PROVIDED PASSAGE>
My First Billion (of Rows) in DuckDB | by João Pedro | May, 2024


DuckDB is an Open Source Project [OSD], the author has no affiliation with DuckDB/DuckDB Labs. The data used is available in the ODbL License. This project is completely free to carry out. It does not require payment for any services, data access, or other expenses.

The problem consists of processing records from Electronic Ballot Boxes’ Logs to obtain statistical metrics about the voting time of Brazilian voters. For example, calculate the average time citizens use to vote, collect fingerprints for identification, and so on. These metrics should be aggregated in several granularity levels: at the country level, state, electoral zone, and electoral section.

In case you don’t know, Brazil has a 100% electronic voting system, where all the 100+ million citizens vote on a single day and the election’s result is computed and released near real-time. Votes are collected by thousands of electronic ballot boxes spread all over the country.

Electronic ballot box. Image from the Brazillian Superior Electoral Court.

An electronic ballot box is a microcomputer for specific use for elections, with the following characteristics: resistant, small, light, with energy autonomy, and with security features [4]. Each can hold up to 500 voters, a number chosen to avoid big queues in the voting locations.

The system is administered by the TSE (Supreme Electoral Court), which shares data about the process in its open data portal [ODbL License]. The logs are text files with an exhaustive list of all events in the ballot box.

And that’s where the challenge begins. As the logs register absolutely every single event, it’s possible to calculate an enormous amount of metrics from them; it’s a vibrant information fountain. But what makes them rich, also makes them extremely hard to handle, as the totality of all the country’s records reaches the milestone of 450Gb in TSV files with + 4 billion lines.

Besides the volume, another thing that makes this work a good benchmark, in my opinion, is that the needed transformations to reach our final goal are from all sorts of complexities, from simple (where, group by, order by) to complex SQL operations (like windows functions).

TO-DO LIST>
[1] Answer these from the DuckDB article:
(a) How many voters can each electronic ballot box hold?
(b) Which body administers Brazil's voting system?
(c) What total size do all the country's log records reach?
[2] Resume the DuckDB article after its last sentence.
The items after the DuckDB article aren't needed.

ENTRIES PROVIDED>
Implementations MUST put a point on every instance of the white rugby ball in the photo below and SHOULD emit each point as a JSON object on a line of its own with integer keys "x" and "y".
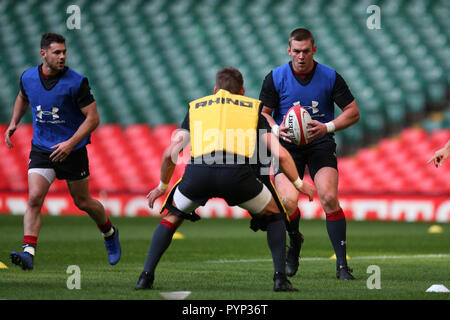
{"x": 296, "y": 120}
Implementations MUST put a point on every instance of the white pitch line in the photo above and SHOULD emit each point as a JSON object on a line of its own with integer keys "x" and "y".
{"x": 415, "y": 256}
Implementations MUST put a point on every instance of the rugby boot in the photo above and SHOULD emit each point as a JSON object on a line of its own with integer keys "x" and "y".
{"x": 145, "y": 281}
{"x": 344, "y": 273}
{"x": 22, "y": 259}
{"x": 281, "y": 283}
{"x": 293, "y": 253}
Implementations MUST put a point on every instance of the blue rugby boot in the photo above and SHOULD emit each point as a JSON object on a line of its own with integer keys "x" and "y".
{"x": 22, "y": 259}
{"x": 113, "y": 247}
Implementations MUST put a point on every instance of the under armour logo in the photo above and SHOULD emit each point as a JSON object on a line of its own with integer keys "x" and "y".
{"x": 53, "y": 113}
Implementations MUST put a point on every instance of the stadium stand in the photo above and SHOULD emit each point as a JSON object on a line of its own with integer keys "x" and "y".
{"x": 146, "y": 59}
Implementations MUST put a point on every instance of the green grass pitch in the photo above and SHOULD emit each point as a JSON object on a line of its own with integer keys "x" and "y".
{"x": 223, "y": 259}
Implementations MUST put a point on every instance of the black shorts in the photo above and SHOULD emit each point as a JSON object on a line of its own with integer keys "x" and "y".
{"x": 235, "y": 184}
{"x": 74, "y": 167}
{"x": 318, "y": 154}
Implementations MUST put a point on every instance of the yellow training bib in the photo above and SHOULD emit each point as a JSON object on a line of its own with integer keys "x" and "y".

ANSWERS TO THE TASKS>
[1]
(a) Up to 500 voters.
(b) The TSE (Supreme Electoral Court).
(c) 450Gb in TSV files, with more than 4 billion lines.

[2]
With this relatively high volume of data, one can be willing to evoke traditional Big Data tools, like Apache Spark, and process this data in a cluster with many workers, several gigabytes of RAM, and a dozen CPUs.

DuckDB was created to challenge this status quo.

As its creator defends (in this video), it is a database thought to empower single machines with the ability to process large volumes of data.

I.e., instead of looking for complex industry solutions — like PySpark — or cloud-based solutions — like Google BigQuery — one will use a local in-process database with standard SQL to realize the needed transformations.

So, in a nutshell, DuckDB is an in-process (that runs in the program itself, it has no independent process, resembling SQLite), OLAP (adjusted to analytical loads), that handles data in traditional formats (CSV, parquet), optimized to handle large volumes of data using the power of a single machine (that doesn’t need to be very powerful).

A ballot box’s log is a single TSV file with a standardized name — XXXXXYYYYZZZZ.csv, composed of the box’s location metadata, with the 5 first digits being the city code, the next 4 the electoral zone (a geographical state’s subdivision), and the last 4 the electoral section (the ballot box itself).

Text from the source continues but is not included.